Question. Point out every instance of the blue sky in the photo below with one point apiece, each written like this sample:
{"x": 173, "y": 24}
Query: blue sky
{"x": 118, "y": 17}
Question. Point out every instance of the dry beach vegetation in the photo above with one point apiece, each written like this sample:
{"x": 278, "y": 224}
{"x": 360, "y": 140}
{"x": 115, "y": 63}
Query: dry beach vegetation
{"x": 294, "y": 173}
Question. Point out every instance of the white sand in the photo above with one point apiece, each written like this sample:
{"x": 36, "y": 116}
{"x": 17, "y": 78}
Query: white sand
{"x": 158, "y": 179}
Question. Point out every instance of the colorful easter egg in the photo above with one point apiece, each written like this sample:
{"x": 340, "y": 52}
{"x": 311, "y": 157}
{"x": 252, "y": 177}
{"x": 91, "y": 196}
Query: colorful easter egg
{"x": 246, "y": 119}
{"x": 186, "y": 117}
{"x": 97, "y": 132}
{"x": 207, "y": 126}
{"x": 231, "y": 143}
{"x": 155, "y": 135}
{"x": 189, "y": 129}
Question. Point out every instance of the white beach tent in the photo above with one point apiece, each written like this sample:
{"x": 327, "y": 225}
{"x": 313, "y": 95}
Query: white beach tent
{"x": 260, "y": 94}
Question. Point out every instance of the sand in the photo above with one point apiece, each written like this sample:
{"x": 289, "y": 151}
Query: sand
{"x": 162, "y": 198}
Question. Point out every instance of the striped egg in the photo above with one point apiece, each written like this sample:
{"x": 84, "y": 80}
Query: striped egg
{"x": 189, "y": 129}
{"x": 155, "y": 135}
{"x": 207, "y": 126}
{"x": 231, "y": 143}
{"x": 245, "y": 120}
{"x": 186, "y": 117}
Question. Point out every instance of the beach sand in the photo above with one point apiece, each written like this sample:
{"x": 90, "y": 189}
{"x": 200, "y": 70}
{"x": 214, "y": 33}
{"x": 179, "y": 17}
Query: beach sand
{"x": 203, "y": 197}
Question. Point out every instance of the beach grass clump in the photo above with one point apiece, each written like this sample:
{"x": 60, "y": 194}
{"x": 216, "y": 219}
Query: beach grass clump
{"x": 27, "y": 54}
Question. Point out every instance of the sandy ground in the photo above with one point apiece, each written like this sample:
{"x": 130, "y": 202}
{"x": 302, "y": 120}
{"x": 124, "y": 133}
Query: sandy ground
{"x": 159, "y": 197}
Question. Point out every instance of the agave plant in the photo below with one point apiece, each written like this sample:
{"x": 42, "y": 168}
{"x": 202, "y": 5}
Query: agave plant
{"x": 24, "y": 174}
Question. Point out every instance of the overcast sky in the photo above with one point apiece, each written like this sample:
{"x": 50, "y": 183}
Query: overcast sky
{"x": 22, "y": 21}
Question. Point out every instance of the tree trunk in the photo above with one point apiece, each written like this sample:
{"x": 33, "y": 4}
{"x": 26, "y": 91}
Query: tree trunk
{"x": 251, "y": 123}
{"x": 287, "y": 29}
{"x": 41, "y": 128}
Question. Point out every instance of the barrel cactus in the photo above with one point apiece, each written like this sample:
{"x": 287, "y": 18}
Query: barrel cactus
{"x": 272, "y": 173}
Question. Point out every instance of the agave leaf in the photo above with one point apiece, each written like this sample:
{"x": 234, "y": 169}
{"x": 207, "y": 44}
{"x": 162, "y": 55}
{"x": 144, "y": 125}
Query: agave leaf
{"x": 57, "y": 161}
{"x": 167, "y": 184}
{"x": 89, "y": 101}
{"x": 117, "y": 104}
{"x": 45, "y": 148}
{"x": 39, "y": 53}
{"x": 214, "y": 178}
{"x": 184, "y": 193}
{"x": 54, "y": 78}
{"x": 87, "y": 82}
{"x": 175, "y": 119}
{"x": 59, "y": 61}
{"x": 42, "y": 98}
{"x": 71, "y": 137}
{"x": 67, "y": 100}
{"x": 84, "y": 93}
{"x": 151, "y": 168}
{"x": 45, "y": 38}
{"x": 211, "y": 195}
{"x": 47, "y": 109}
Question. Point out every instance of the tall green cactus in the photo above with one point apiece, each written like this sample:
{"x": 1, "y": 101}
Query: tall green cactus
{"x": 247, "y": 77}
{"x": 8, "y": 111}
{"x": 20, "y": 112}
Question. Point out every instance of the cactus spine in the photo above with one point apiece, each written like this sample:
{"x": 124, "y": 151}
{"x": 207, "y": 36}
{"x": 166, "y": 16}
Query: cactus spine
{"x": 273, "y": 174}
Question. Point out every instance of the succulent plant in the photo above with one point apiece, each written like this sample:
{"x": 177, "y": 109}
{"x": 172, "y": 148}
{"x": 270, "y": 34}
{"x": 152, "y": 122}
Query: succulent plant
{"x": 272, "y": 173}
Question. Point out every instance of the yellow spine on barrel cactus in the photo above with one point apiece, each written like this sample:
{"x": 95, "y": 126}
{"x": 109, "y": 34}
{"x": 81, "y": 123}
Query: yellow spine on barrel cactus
------------------------------------------------------------------------
Goal of the exercise -
Take from the listing above each line containing "yellow".

Solution for this exercise -
Question. Point out every instance of the yellow spine on barrel cactus in the photo above with one point apiece, each written like this sample:
Query: yellow spine on barrel cactus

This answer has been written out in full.